DIRECTIONS
Arrange all the records below as a two-column CSV with the columns instruction and output, one row per record. Put each record's text and its answer in quoted fields, with every line break replaced by a space.
● ● ●
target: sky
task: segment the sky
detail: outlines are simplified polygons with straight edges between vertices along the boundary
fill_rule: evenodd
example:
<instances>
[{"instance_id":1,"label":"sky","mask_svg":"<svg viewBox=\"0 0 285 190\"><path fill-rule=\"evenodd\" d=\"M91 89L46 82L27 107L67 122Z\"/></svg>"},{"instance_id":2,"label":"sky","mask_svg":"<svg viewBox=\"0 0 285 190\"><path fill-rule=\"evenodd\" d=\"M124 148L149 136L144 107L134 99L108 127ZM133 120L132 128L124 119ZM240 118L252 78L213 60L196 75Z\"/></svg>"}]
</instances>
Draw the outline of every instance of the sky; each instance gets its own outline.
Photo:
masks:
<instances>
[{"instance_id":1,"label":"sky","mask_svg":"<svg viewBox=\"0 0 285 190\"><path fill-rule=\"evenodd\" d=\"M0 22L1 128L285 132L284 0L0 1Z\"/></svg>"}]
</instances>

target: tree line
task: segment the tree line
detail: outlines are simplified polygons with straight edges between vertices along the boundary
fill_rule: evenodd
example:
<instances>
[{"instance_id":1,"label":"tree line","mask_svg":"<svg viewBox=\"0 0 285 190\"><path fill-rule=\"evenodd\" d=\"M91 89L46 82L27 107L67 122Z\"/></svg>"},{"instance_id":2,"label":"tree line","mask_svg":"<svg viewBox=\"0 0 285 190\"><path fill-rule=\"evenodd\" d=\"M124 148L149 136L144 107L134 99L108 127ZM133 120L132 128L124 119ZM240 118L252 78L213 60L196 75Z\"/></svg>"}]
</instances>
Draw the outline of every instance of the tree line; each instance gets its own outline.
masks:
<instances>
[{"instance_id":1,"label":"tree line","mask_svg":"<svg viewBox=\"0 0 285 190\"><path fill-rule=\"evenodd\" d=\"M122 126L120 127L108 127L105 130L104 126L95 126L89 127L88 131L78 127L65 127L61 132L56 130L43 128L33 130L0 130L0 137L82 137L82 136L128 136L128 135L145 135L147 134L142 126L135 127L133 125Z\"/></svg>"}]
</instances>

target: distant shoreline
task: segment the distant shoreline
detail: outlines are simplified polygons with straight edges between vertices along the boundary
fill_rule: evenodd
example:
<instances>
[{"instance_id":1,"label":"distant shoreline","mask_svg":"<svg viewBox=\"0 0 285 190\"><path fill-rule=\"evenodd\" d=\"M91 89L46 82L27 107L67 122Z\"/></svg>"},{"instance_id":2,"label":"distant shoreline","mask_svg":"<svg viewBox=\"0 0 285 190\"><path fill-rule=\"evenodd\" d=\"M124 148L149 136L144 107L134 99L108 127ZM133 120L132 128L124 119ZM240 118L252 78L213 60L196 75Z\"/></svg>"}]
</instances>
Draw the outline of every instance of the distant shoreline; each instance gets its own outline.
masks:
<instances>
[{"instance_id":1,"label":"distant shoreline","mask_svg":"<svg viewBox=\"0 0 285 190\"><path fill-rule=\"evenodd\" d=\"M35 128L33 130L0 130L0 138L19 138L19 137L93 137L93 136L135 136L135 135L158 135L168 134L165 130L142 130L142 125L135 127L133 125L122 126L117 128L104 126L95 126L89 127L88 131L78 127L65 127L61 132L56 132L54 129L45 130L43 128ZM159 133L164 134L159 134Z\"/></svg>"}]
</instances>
● ● ●
PROBLEM SOLUTION
instruction,output
"target: sky task: segment the sky detail: outlines are simplified polygons with straight edges between vertices along the boundary fill_rule: evenodd example: <instances> [{""instance_id"":1,""label"":""sky"",""mask_svg"":""<svg viewBox=\""0 0 285 190\""><path fill-rule=\""evenodd\"" d=\""M91 89L46 82L27 107L67 122Z\""/></svg>""},{""instance_id"":2,""label"":""sky"",""mask_svg"":""<svg viewBox=\""0 0 285 190\""><path fill-rule=\""evenodd\"" d=\""M124 148L149 136L144 107L134 99L108 127ZM133 120L132 128L124 119ZM240 118L252 78L213 60L196 75Z\""/></svg>""}] </instances> Draw the outline of every instance of the sky; each instance gets its own outline. Photo: masks:","<instances> [{""instance_id"":1,""label"":""sky"",""mask_svg"":""<svg viewBox=\""0 0 285 190\""><path fill-rule=\""evenodd\"" d=\""M0 22L1 128L285 132L284 0L0 1Z\""/></svg>""}] </instances>"
"target: tree line task: segment the tree line detail: outlines are simplified polygons with straight edges between vertices along the boundary fill_rule: evenodd example: <instances> [{""instance_id"":1,""label"":""tree line"",""mask_svg"":""<svg viewBox=\""0 0 285 190\""><path fill-rule=\""evenodd\"" d=\""M91 89L46 82L27 107L67 122Z\""/></svg>""},{""instance_id"":2,""label"":""tree line"",""mask_svg"":""<svg viewBox=\""0 0 285 190\""><path fill-rule=\""evenodd\"" d=\""M124 148L149 136L144 107L134 99L108 127ZM133 120L132 128L124 119ZM240 118L252 78L213 60L196 75Z\""/></svg>""}] </instances> Draw the outline of every instance of the tree line; each instance gets its own outline. masks:","<instances> [{""instance_id"":1,""label"":""tree line"",""mask_svg"":""<svg viewBox=\""0 0 285 190\""><path fill-rule=\""evenodd\"" d=\""M122 126L120 127L108 127L105 130L104 126L95 126L89 127L88 131L78 127L65 127L61 132L56 130L43 128L33 130L0 130L0 137L82 137L82 136L128 136L128 135L145 135L147 134L142 126L135 127L133 125Z\""/></svg>""}] </instances>"
"target: distant shoreline task: segment the distant shoreline detail: outlines are simplified polygons with straight edges between vertices along the boundary fill_rule: evenodd example: <instances> [{""instance_id"":1,""label"":""distant shoreline"",""mask_svg"":""<svg viewBox=\""0 0 285 190\""><path fill-rule=\""evenodd\"" d=\""M91 89L46 82L27 107L67 122Z\""/></svg>""},{""instance_id"":2,""label"":""distant shoreline"",""mask_svg"":""<svg viewBox=\""0 0 285 190\""><path fill-rule=\""evenodd\"" d=\""M124 148L149 136L144 107L134 99L108 127ZM133 120L132 128L124 119ZM240 118L252 78L213 60L196 75Z\""/></svg>""}] </instances> Draw the outline of every instance of the distant shoreline; each instance gets its own outline. masks:","<instances> [{""instance_id"":1,""label"":""distant shoreline"",""mask_svg"":""<svg viewBox=\""0 0 285 190\""><path fill-rule=\""evenodd\"" d=\""M35 128L33 130L0 130L0 138L19 138L19 137L93 137L93 136L135 136L135 135L158 135L168 134L165 130L142 130L142 125L135 127L133 125L122 126L117 128L104 126L95 126L89 127L88 131L78 127L65 127L61 132L56 132L54 129L45 130L43 128ZM159 133L164 134L159 134Z\""/></svg>""}] </instances>"